> [Your objective]
Rewrite the rows beginning at the line that has "Mark every instance of the blue bag" and stopping after the line that has "x=343 y=260". Put "navy backpack" wherever "blue bag" appears, and leave everything else unchanged.

++++++

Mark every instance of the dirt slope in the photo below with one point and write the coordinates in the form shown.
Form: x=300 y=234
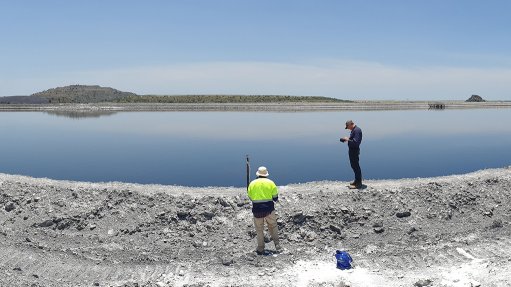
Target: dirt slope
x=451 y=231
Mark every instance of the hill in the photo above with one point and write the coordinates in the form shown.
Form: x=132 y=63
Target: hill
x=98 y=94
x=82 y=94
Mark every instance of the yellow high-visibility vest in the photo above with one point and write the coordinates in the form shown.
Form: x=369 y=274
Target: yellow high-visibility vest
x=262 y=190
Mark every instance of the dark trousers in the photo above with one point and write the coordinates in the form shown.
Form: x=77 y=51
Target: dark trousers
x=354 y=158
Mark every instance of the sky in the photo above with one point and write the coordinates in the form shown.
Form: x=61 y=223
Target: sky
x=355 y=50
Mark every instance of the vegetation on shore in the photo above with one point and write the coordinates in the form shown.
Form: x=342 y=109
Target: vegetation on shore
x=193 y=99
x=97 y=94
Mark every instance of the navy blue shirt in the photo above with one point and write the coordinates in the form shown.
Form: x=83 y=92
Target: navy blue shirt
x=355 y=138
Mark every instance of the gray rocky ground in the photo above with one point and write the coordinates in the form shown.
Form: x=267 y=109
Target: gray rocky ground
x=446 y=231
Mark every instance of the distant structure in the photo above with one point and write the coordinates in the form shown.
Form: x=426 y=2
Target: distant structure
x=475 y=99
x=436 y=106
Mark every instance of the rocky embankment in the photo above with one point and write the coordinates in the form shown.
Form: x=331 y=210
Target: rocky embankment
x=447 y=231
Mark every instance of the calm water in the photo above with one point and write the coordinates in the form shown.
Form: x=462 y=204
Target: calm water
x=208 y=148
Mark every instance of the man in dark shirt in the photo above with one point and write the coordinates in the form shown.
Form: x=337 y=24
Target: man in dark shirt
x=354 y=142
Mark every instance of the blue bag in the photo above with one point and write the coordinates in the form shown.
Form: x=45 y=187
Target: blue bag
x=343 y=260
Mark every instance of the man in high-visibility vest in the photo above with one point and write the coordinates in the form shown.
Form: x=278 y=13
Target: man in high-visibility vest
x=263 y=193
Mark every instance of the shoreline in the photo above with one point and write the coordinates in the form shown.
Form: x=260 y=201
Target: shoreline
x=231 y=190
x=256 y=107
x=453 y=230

++++++

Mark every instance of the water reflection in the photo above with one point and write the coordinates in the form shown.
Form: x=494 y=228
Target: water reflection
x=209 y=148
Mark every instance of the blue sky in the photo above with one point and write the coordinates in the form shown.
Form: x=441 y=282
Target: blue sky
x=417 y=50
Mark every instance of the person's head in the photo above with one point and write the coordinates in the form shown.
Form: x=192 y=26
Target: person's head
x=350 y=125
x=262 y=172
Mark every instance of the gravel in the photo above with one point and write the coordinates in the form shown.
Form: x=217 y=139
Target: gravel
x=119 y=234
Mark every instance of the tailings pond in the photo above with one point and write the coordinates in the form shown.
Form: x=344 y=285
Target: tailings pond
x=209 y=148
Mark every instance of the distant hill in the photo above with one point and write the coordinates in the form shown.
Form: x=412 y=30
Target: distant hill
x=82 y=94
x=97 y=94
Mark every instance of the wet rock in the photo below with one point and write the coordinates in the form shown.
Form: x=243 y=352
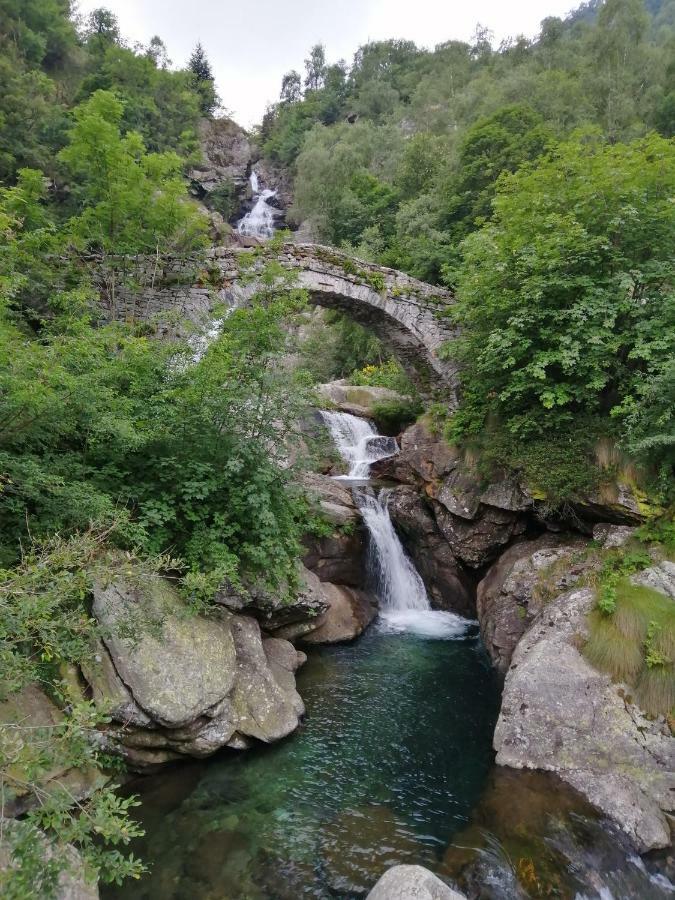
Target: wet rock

++++++

> [Answer for this exercise]
Mark every instance of the navy backpack in the photo above with one point and write the coordinates in the form shown.
Form: x=45 y=187
Target: navy backpack
x=343 y=260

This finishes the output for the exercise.